▸ YOUR GOAL
Swap "rough mask" for "coarse mask" everywhere in the data below, change nothing else, and leave the pictures out of your copy.

-------- RECORDS FOR THE TASK

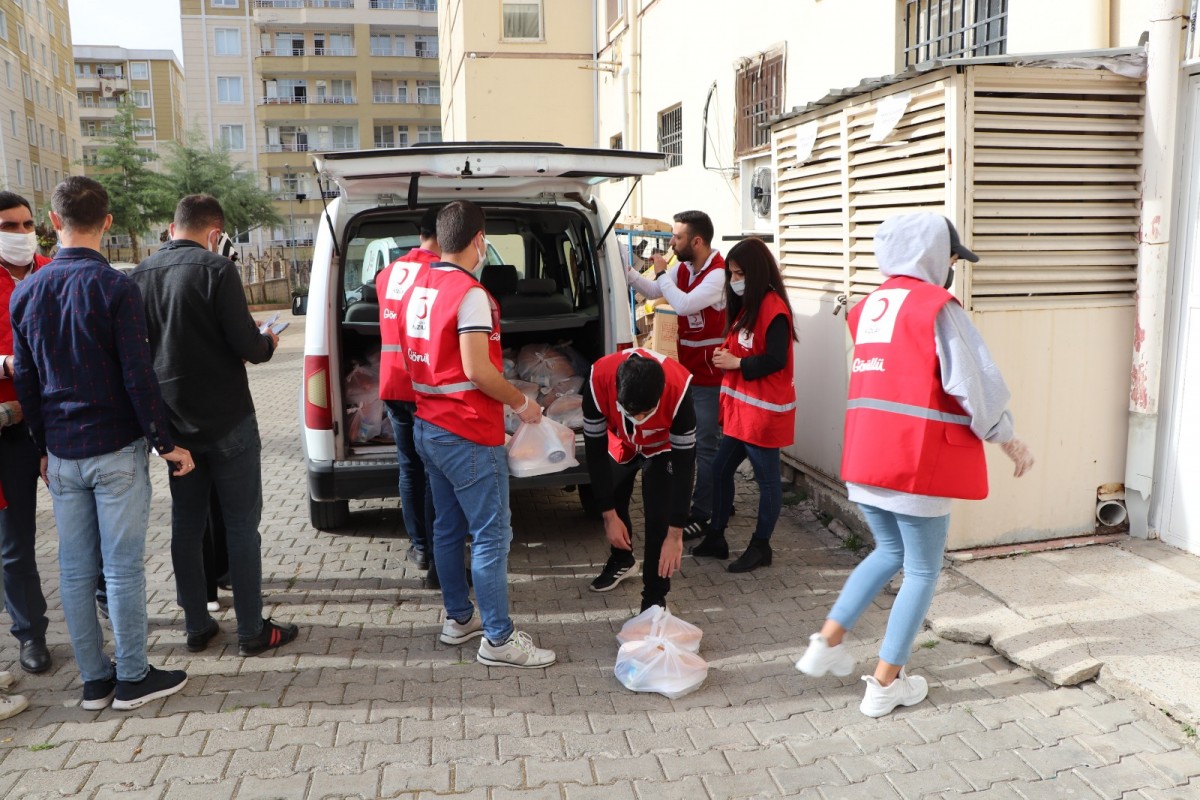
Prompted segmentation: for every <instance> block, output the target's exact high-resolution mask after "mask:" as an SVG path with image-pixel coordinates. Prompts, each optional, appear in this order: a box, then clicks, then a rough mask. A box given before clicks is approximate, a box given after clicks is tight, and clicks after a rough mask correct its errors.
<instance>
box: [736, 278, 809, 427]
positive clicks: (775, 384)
mask: <svg viewBox="0 0 1200 800" xmlns="http://www.w3.org/2000/svg"><path fill="white" fill-rule="evenodd" d="M780 314H782V315H784V317H785V318H786V319H787V327H788V330H791V327H792V317H791V314H788V313H787V305H786V303H785V302H784V301H782V300H780V297H779V295H776V294H775V293H774V291H768V293H767V294H766V295H764V296H763V299H762V308H760V309H758V319H756V320H755V324H754V327H752V329H750V330H740V331H733V330H731V331H730V332H728V335H727V336H726V337H725V344H724V347H725V349H727V350H728V351H730V353H731V354H733V355H734V356H737V357H739V359H745V357H749V356H752V355H762V354H763V351H764V350H766V349H767V327H769V326H770V323H772V321H774V319H775V318H776V317H779V315H780ZM792 371H793V365H792V339H791V338H788V339H787V366H785V367H784V368H782V369H780V371H778V372H773V373H770V374H769V375H767V377H766V378H760V379H757V380H746V379H745V378H743V377H742V371H740V369H725V371H724V372H725V375H724V377H722V378H721V431H722V432H724V434H725V435H727V437H733V438H734V439H739V440H742V441H745V443H746V444H751V445H755V446H758V447H786V446H788V445H790V444H792V443H793V441H794V440H796V386H794V384H793V383H792Z"/></svg>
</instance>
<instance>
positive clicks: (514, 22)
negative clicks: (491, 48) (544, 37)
mask: <svg viewBox="0 0 1200 800" xmlns="http://www.w3.org/2000/svg"><path fill="white" fill-rule="evenodd" d="M500 13H502V14H503V16H504V32H503V34H502V36H500V37H502V38H505V40H517V41H522V40H523V41H541V38H542V35H541V0H538V1H536V2H510V1H509V0H502V2H500Z"/></svg>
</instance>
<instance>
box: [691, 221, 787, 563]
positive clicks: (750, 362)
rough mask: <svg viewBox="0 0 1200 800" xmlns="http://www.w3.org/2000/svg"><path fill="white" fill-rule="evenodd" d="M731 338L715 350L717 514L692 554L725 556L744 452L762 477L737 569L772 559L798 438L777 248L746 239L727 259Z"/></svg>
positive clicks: (714, 469) (728, 328) (726, 339)
mask: <svg viewBox="0 0 1200 800" xmlns="http://www.w3.org/2000/svg"><path fill="white" fill-rule="evenodd" d="M725 271H726V275H727V277H728V281H727V283H726V289H725V291H726V296H725V313H726V323H725V342H724V343H722V344H721V347H719V348H716V350H715V351H714V353H713V363H715V365H716V366H718V367H720V368H721V369H722V371H724V374H722V377H721V431H722V437H721V444H720V445H719V446H718V449H716V457H715V458H714V459H713V521H712V525H710V529H709V531H708V534H707V535H706V536H704V541H702V542H701V543H700V545H696V546H695V547H694V548H691V554H692V555H709V557H713V558H719V559H726V558H728V557H730V546H728V543H727V542H726V541H725V527H726V525H727V524H728V521H730V512H731V511H732V509H733V474H734V473H736V471H737V469H738V464H740V463H742V462H743V461H744V459H745V458H749V459H750V464H751V465H752V467H754V475H755V480H756V481H757V482H758V521H757V523H756V524H755V530H754V536H752V537H751V539H750V545H749V547H746V549H745V552H744V553H743V554H742V555H740V557H739V558H738V559H737V560H736V561H734V563H733V564H731V565H730V572H749V571H751V570H755V569H757V567H760V566H768V565H770V559H772V552H770V535H772V533H774V530H775V523H776V522H778V521H779V512H780V509H781V506H782V499H784V491H782V485H781V482H780V477H779V450H780V447H786V446H788V445H791V444H792V441H794V439H796V386H794V385H793V384H792V368H793V365H792V342H794V341H796V330H794V329H793V327H792V305H791V303H790V302H788V300H787V291H786V290H785V289H784V278H782V276H781V275H780V273H779V265H778V264H776V263H775V257H774V255H772V254H770V249H769V248H768V247H767V245H766V243H763V241H762V240H761V239H745V240H743V241H740V242H738V243H737V245H734V246H733V249H731V251H730V253H728V255H727V257H726V259H725Z"/></svg>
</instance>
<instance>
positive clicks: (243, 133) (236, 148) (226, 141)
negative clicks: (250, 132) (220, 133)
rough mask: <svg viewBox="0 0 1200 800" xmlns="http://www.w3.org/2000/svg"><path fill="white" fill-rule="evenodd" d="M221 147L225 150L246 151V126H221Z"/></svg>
mask: <svg viewBox="0 0 1200 800" xmlns="http://www.w3.org/2000/svg"><path fill="white" fill-rule="evenodd" d="M221 146H222V148H224V149H226V150H235V151H240V150H245V149H246V126H245V125H222V126H221Z"/></svg>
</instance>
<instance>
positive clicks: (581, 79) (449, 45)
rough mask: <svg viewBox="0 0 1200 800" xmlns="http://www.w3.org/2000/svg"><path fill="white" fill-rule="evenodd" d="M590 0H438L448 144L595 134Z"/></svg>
mask: <svg viewBox="0 0 1200 800" xmlns="http://www.w3.org/2000/svg"><path fill="white" fill-rule="evenodd" d="M594 5H595V4H594V0H553V2H551V1H550V0H536V1H535V2H529V1H528V0H526V1H523V2H511V1H509V0H503V1H500V0H443V4H442V8H440V10H439V14H438V20H439V24H438V36H439V40H440V42H442V77H443V85H444V86H445V91H444V92H443V103H442V125H443V128H444V131H445V134H446V139H448V140H451V142H469V140H482V139H491V140H506V142H558V143H560V144H566V145H575V146H592V144H593V142H594V140H595V138H596V136H598V134H596V131H595V125H596V114H595V92H596V88H598V82H596V67H595V65H594V64H593V50H594V36H595V30H594V18H593V7H594Z"/></svg>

----------------

▸ EXERCISE RESPONSE
Prompted segmentation: for every <instance> block, output the target's exact high-resolution mask after "mask:" as an SVG path with image-pixel coordinates. Prompts, each optional, appear in this order: a box, then clicks, then a coarse mask. A box given before clicks is approximate, a box given after clicks is tight, and clicks after a coarse mask correct its errors.
<instance>
box: [736, 278, 809, 427]
positive clicks: (775, 384)
mask: <svg viewBox="0 0 1200 800" xmlns="http://www.w3.org/2000/svg"><path fill="white" fill-rule="evenodd" d="M780 314H782V315H784V317H785V318H786V319H787V327H788V330H791V327H792V317H791V314H788V313H787V305H786V303H785V302H784V301H782V300H780V297H779V295H776V294H775V293H774V291H768V293H767V294H766V295H764V296H763V299H762V308H760V309H758V319H756V320H755V324H754V327H752V329H750V330H740V331H733V330H731V331H730V332H728V335H727V336H726V337H725V344H724V347H725V349H727V350H728V351H730V353H731V354H733V355H734V356H737V357H739V359H745V357H749V356H752V355H762V354H763V351H764V350H766V349H767V327H769V326H770V323H772V321H774V319H775V318H776V317H779V315H780ZM792 371H793V365H792V339H791V338H788V339H787V366H785V367H784V368H782V369H780V371H778V372H773V373H770V374H769V375H767V377H766V378H760V379H757V380H746V379H745V378H743V377H742V371H740V369H725V371H724V372H725V375H724V377H722V378H721V431H722V432H724V434H725V435H727V437H733V438H734V439H739V440H742V441H745V443H746V444H751V445H755V446H758V447H786V446H788V445H790V444H792V443H793V441H794V440H796V386H794V384H793V383H792Z"/></svg>
</instance>
<instance>
positive clicks: (514, 22)
negative clicks: (491, 48) (544, 37)
mask: <svg viewBox="0 0 1200 800" xmlns="http://www.w3.org/2000/svg"><path fill="white" fill-rule="evenodd" d="M500 13H502V14H503V16H504V32H503V34H502V36H500V37H502V38H505V40H517V41H522V40H523V41H541V38H542V35H541V0H538V1H536V2H510V1H509V0H502V2H500Z"/></svg>
</instance>
<instance>
box: [691, 221, 787, 563]
positive clicks: (750, 362)
coarse mask: <svg viewBox="0 0 1200 800" xmlns="http://www.w3.org/2000/svg"><path fill="white" fill-rule="evenodd" d="M731 338L715 350L717 514L692 554L725 556L744 452L762 477L737 569L772 559L798 438L777 248L746 239L727 259Z"/></svg>
positive clicks: (714, 469) (728, 328) (726, 339)
mask: <svg viewBox="0 0 1200 800" xmlns="http://www.w3.org/2000/svg"><path fill="white" fill-rule="evenodd" d="M725 271H726V275H727V277H728V281H727V283H726V289H725V291H726V296H725V313H726V323H725V342H724V343H722V344H721V347H719V348H716V350H715V351H714V353H713V363H715V365H716V366H718V367H720V368H721V369H722V371H724V374H722V377H721V431H722V437H721V444H720V445H719V446H718V449H716V457H715V458H714V459H713V521H712V525H710V529H709V531H708V534H707V535H706V536H704V541H702V542H701V543H700V545H696V546H695V547H694V548H691V554H692V555H709V557H713V558H719V559H726V558H728V557H730V546H728V543H727V542H726V541H725V527H726V525H727V524H728V521H730V512H731V511H732V509H733V474H734V473H736V471H737V469H738V464H740V463H742V462H743V461H744V459H745V458H749V459H750V464H751V465H752V467H754V475H755V480H756V481H757V482H758V521H757V523H756V524H755V530H754V536H752V537H751V539H750V545H749V547H746V549H745V552H744V553H743V554H742V555H740V557H739V558H738V559H737V560H736V561H734V563H733V564H731V565H730V572H749V571H751V570H755V569H757V567H760V566H768V565H770V559H772V552H770V535H772V533H774V530H775V523H776V522H778V521H779V512H780V509H781V506H782V499H784V491H782V485H781V482H780V477H779V450H780V447H786V446H788V445H791V444H792V441H794V439H796V386H794V385H793V384H792V368H793V365H792V342H794V341H796V330H794V329H793V327H792V305H791V303H790V302H788V300H787V291H786V290H785V289H784V278H782V276H781V275H780V273H779V265H778V264H776V263H775V257H774V255H772V254H770V249H769V248H768V247H767V245H766V243H763V241H762V240H761V239H745V240H743V241H740V242H738V243H737V245H734V246H733V249H731V251H730V253H728V255H727V257H726V259H725Z"/></svg>
</instance>
<instance>
positive clicks: (243, 133) (236, 148) (226, 141)
negative clicks: (250, 132) (220, 133)
coarse mask: <svg viewBox="0 0 1200 800" xmlns="http://www.w3.org/2000/svg"><path fill="white" fill-rule="evenodd" d="M221 147L225 150L246 151V126H221Z"/></svg>
mask: <svg viewBox="0 0 1200 800" xmlns="http://www.w3.org/2000/svg"><path fill="white" fill-rule="evenodd" d="M221 146H222V148H224V149H226V150H235V151H240V150H245V149H246V126H245V125H222V126H221Z"/></svg>
</instance>
<instance>
positive clicks: (581, 79) (449, 45)
coarse mask: <svg viewBox="0 0 1200 800" xmlns="http://www.w3.org/2000/svg"><path fill="white" fill-rule="evenodd" d="M590 0H438L448 144L595 134Z"/></svg>
mask: <svg viewBox="0 0 1200 800" xmlns="http://www.w3.org/2000/svg"><path fill="white" fill-rule="evenodd" d="M594 5H595V4H594V0H553V2H551V1H550V0H536V1H535V2H529V1H528V0H526V1H523V2H511V1H509V0H503V1H500V0H443V4H442V8H440V10H439V14H438V20H439V24H438V36H439V40H440V42H442V77H443V85H444V86H445V91H444V92H443V103H442V125H443V128H444V131H445V134H446V139H448V140H451V142H469V140H482V139H491V140H506V142H558V143H560V144H566V145H575V146H592V144H593V142H594V140H595V138H596V136H598V134H596V131H595V125H596V114H595V92H596V88H598V82H596V67H595V65H594V64H593V50H594V36H595V30H594V18H593V7H594Z"/></svg>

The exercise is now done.